_Épreuves_:
a) Pourrais-tu restituer mot pour mot le passage du récit sur l'Orient-Express allant de « Dans le musée » à « voiture ! On repart. » ?
b) Peux-tu reprendre le récit sur l'Orient-Express à la suite de sa dernière phrase et le poursuivre ?

_Extrait source_:
⟨
Smoking et mousseline sur le train de luxe.
Dans le musée roulant où la sobriété
est un péché mortel.

“ Innsbruck, on descend pour un bref arrêt. L’Orient-Express luisant de pluie brille dans la gare déserte d’où accourent les employés chargés de l’approvisionnement en eau reversée dans les grandes citernes blanches situées sous le toit des wagons. Les passagers en profitent pour une photo avec les stewards et les serveurs de bord, beaucoup se sont déjà changés pour la soirée. Sur le Venise Simplon-Orient-Express musée roulant et limbes des rêves perdus, la sobriété est un pêché mortel. Une famille indienne en habit de gala se promène solennellement le long des voies, presque tous les hommes portent le smoking, les dames en organza et mousseline ont traversé indemne le siècle des jeans. En voiture ! On repart.
⟩
_Relevé des données_:
⟨
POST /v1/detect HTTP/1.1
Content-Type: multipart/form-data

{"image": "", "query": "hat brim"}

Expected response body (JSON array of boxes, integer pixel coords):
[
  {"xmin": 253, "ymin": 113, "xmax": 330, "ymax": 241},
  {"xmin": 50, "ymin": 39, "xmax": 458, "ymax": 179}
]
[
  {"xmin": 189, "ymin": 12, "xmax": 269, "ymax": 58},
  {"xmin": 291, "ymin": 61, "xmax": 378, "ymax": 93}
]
⟩
_Réponses par tâche_:
a)
Dans le musée roulant où la sobriété
est un péché mortel.

“ Innsbruck, on descend pour un bref arrêt. L’Orient-Express luisant de pluie brille dans la gare déserte d’où accourent les employés chargés de l’approvisionnement en eau reversée dans les grandes citernes blanches situées sous le toit des wagons. Les passagers en profitent pour une photo avec les stewards et les serveurs de bord, beaucoup se sont déjà changés pour la soirée. Sur le Venise Simplon-Orient-Express musée roulant et limbes des rêves perdus, la sobriété est un pêché mortel. Une famille indienne en habit de gala se promène solennellement le long des voies, presque tous les hommes portent le smoking, les dames en organza et mousseline ont traversé indemne le siècle des jeans. En voiture ! On repart.

b)
Autrefois, ne voyageaient ici que les régnants et les attachés d’ambassades, les riches et les célèbres. Dans les années d’or, entre 1920 et 1930, ce fut surtout la traversée de six frontières qui fit naître le mythe du train des espions et des aventuriers. Six films et dix-neuf livres ont consolidé ce mythe entre les deux guerres mondiales. « Aujourd’hui tout est changé, notre passager typique est un actif à peine aisé qui a envie de vivre des vacances différentes une fois dans sa vie. Ou bien deux jeunes en lune de miel. Ou un couple qui a envie de célébrer dignement un anniversaire ». Vincent Gullon, train manager depuis deux ans, après avoir dirigé un autre mythe roulant, le Royal Scotsman, dit que travail ici est un privilège : « On le fait par passion, presque par vocation. Car c’est un voyage qui marque, qui reste avec nous une semaine entière ». L’année dernière, le vingt-cinquième de la nouvelle gestion, a été exceptionnelle pour les résultats et les réservations. C’est pour cela que la société basée à Londres a décidé de rajouter de nouveaux trajets. En plus du Venise-Cracovie-Vienne, sera mis en service le Venise-Cracovie-Dresde. Le train rejoint aussi actuellement Prague, Budapest et Rome avec des itinéraires différents.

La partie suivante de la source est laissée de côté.